== STATED GOAL ==
The lines to be copied run from the one containing "Put a dot on each instance of the car hood" to the end of the material below; reproduce them exactly, including both ends, and nothing more.

== THE INPUT ==

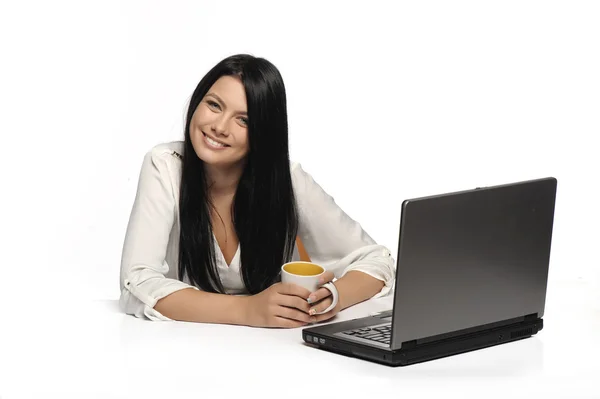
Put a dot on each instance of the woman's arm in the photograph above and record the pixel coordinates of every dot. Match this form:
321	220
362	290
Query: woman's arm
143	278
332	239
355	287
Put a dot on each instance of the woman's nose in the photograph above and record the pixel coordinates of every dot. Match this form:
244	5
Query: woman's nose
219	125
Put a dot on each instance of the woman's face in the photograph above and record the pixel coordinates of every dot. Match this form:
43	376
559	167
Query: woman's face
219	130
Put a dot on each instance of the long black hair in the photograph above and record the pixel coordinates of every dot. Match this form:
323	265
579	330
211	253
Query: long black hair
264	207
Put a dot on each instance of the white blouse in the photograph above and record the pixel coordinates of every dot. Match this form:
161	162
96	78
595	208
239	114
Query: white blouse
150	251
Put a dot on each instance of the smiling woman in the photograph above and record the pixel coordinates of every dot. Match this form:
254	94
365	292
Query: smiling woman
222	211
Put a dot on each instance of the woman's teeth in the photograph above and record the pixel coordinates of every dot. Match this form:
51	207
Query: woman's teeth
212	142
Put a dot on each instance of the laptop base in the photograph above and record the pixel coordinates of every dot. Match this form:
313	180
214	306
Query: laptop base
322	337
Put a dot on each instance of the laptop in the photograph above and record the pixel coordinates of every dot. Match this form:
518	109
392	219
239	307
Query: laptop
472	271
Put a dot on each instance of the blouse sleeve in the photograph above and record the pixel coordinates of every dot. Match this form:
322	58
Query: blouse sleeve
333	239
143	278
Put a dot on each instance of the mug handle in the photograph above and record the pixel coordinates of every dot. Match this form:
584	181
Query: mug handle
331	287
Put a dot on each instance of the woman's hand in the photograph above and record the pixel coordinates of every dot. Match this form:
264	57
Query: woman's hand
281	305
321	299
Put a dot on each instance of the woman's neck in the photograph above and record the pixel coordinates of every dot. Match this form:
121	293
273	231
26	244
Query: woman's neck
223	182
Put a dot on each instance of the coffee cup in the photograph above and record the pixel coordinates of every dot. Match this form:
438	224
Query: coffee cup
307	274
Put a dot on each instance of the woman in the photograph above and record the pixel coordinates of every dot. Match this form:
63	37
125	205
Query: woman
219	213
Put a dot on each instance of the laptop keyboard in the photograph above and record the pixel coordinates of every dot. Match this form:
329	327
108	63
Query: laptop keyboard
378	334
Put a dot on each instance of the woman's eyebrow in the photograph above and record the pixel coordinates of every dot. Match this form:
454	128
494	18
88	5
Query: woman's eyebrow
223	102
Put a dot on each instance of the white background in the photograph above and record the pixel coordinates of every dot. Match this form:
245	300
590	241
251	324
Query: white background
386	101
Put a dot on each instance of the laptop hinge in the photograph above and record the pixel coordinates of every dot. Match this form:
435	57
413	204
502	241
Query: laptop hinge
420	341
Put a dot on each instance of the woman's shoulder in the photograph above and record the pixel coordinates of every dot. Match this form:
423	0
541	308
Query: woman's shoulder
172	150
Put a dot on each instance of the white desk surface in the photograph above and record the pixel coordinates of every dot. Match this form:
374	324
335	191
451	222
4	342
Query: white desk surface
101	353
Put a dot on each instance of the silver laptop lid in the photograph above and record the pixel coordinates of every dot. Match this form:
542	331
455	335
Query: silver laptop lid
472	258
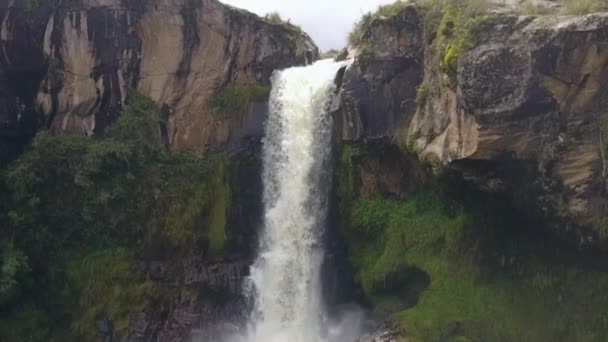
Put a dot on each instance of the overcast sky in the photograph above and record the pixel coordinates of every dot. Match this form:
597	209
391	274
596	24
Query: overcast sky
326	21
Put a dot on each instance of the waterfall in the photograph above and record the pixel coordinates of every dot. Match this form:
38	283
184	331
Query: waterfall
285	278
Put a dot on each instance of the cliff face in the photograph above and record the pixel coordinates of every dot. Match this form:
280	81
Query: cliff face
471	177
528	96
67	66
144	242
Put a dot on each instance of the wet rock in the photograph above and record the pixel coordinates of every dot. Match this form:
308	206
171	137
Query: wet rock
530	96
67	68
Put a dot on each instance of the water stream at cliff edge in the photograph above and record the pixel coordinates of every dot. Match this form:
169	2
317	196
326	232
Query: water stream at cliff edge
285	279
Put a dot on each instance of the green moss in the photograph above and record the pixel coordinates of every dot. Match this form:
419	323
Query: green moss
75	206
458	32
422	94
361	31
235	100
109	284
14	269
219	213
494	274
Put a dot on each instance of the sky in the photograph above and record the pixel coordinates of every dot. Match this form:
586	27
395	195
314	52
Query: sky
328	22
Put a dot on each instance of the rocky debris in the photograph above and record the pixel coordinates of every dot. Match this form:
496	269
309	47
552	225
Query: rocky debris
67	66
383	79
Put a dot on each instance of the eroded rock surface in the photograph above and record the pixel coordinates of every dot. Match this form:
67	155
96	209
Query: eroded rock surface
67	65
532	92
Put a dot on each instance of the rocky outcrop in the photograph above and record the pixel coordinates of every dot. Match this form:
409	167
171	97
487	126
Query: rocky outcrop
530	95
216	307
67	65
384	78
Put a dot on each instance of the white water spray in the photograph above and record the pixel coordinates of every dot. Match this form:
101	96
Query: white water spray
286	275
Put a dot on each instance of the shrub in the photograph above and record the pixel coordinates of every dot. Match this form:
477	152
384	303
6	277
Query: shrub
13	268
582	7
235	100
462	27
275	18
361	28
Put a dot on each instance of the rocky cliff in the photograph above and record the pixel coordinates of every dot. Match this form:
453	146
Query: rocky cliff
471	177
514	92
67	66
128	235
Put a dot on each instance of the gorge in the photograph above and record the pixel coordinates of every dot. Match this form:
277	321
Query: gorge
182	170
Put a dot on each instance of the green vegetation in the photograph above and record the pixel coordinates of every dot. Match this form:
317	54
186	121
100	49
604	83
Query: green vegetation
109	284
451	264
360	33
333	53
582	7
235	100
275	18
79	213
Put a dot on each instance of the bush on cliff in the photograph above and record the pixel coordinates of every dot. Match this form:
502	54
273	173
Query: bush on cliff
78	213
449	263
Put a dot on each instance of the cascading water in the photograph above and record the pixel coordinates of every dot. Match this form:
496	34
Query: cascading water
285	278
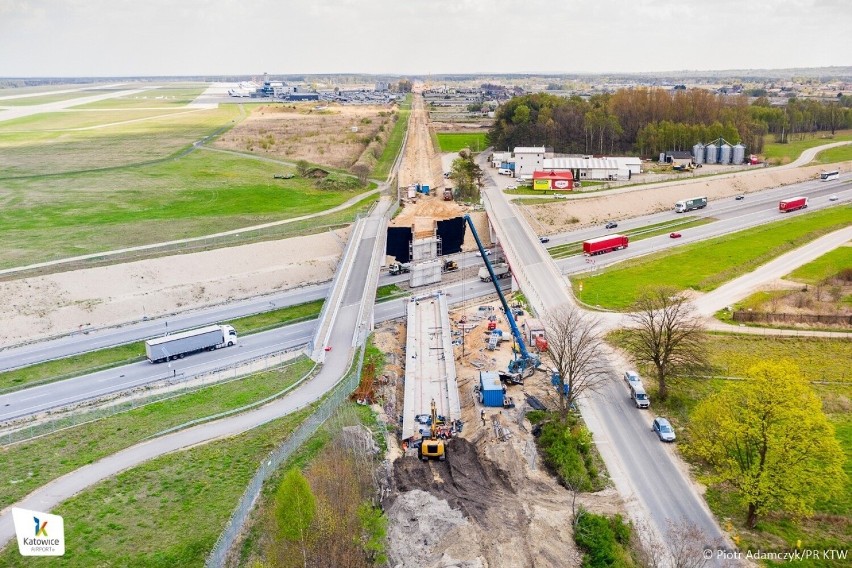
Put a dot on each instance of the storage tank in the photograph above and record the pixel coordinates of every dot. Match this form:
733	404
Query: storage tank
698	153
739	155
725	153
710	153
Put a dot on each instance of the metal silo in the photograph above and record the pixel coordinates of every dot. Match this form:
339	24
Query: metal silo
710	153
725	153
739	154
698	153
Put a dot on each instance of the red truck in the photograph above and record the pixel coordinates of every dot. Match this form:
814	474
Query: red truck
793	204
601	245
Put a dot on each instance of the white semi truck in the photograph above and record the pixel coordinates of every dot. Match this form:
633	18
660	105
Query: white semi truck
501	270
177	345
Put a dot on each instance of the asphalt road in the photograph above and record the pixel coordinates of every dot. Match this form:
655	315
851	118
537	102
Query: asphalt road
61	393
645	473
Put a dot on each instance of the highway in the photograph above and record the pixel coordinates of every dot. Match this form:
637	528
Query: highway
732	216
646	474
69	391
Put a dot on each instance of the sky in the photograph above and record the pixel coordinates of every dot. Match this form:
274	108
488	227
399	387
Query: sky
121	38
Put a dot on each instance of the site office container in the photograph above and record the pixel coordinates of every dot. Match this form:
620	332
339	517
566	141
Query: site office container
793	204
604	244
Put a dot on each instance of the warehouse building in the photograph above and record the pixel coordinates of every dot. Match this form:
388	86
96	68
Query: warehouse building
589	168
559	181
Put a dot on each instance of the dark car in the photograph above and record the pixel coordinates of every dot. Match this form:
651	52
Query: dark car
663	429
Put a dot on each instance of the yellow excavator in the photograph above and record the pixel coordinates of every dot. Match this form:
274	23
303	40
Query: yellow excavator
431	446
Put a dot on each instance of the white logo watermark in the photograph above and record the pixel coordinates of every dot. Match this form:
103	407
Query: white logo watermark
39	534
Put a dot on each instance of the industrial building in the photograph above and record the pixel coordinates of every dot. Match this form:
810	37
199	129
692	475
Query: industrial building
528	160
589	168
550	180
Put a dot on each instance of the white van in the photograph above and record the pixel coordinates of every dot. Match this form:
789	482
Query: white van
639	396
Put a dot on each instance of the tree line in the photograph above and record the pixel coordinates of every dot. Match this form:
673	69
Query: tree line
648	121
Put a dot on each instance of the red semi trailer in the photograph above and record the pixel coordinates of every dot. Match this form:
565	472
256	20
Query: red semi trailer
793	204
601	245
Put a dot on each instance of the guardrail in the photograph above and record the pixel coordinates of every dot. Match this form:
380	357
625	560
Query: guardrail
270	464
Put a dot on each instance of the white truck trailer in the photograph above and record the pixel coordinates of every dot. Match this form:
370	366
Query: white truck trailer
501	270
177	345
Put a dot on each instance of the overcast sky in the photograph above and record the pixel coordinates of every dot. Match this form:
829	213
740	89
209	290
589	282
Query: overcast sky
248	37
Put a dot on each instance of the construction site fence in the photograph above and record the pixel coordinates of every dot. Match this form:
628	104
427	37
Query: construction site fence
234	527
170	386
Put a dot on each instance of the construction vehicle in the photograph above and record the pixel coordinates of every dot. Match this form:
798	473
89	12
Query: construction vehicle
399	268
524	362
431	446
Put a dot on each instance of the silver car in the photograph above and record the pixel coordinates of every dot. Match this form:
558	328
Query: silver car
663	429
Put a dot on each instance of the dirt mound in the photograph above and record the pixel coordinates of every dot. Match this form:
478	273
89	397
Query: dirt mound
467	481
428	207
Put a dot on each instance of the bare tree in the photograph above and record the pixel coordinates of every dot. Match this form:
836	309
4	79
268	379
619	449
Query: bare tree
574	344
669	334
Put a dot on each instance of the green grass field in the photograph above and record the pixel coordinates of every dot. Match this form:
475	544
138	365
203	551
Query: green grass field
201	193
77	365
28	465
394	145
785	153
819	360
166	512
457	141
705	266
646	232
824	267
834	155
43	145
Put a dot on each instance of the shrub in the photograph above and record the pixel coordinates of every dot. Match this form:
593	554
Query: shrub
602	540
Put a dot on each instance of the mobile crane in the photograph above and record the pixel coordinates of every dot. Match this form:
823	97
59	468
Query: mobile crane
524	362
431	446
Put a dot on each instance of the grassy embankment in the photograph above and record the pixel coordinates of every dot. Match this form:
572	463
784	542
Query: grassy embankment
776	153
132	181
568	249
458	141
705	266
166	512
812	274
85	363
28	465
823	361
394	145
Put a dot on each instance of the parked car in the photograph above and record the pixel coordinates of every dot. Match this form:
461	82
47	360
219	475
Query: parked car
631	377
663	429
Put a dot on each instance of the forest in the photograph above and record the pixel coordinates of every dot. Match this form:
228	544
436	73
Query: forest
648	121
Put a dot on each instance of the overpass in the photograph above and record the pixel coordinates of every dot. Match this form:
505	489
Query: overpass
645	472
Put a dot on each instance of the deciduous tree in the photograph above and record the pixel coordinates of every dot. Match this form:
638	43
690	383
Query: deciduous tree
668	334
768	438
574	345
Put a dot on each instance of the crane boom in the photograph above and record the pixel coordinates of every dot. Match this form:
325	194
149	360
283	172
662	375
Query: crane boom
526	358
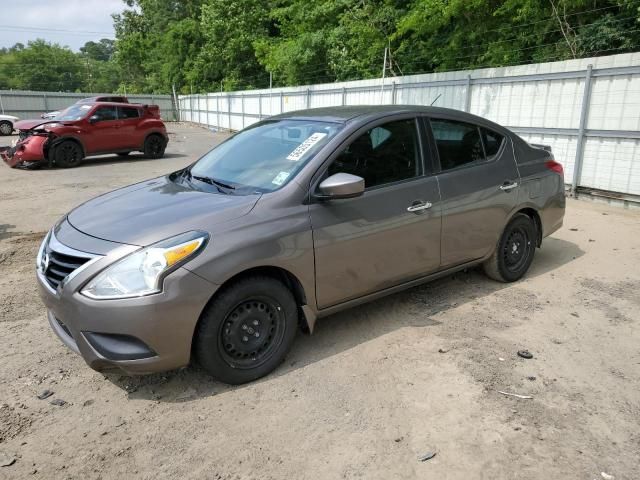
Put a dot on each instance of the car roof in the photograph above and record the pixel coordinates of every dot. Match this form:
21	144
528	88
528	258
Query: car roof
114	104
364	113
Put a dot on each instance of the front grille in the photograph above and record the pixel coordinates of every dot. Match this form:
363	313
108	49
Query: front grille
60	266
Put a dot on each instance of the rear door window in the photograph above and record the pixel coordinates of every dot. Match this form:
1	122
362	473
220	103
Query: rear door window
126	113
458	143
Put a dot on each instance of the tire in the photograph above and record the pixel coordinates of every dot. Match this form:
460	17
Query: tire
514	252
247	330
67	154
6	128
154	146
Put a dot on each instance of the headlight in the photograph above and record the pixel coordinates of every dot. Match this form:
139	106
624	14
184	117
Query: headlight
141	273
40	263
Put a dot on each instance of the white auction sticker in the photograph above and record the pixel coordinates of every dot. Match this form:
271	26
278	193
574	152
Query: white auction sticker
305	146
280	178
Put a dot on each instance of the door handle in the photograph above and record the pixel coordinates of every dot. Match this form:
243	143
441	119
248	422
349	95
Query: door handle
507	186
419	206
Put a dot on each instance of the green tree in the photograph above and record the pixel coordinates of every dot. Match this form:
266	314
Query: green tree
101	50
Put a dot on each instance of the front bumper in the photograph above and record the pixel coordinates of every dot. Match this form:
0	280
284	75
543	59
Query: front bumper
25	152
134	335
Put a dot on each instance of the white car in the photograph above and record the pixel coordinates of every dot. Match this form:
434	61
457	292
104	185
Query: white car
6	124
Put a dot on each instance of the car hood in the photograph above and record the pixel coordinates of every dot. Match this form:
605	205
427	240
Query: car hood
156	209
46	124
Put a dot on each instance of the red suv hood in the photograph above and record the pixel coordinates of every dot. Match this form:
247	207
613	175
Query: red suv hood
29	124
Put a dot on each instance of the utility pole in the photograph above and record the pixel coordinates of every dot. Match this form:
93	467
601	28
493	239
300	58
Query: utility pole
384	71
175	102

== REPLY TO THE TASK ==
Put a dot on each instance of the car hood in the photograph above and record the pixel coordinates of every dot. Match this form:
605	205
427	240
Query: car hood
156	209
46	124
Put a dot on each instance of the red suv hood in the photograph above and record the pixel coordinates of every dot. Match this form:
247	207
613	175
Query: red suv hood
29	124
Put a dot on each instance of the utility pole in the photograph above and record the pixel coordinates of every dot. Match this form:
93	467
601	28
493	239
300	58
Query: utility pole
384	71
175	102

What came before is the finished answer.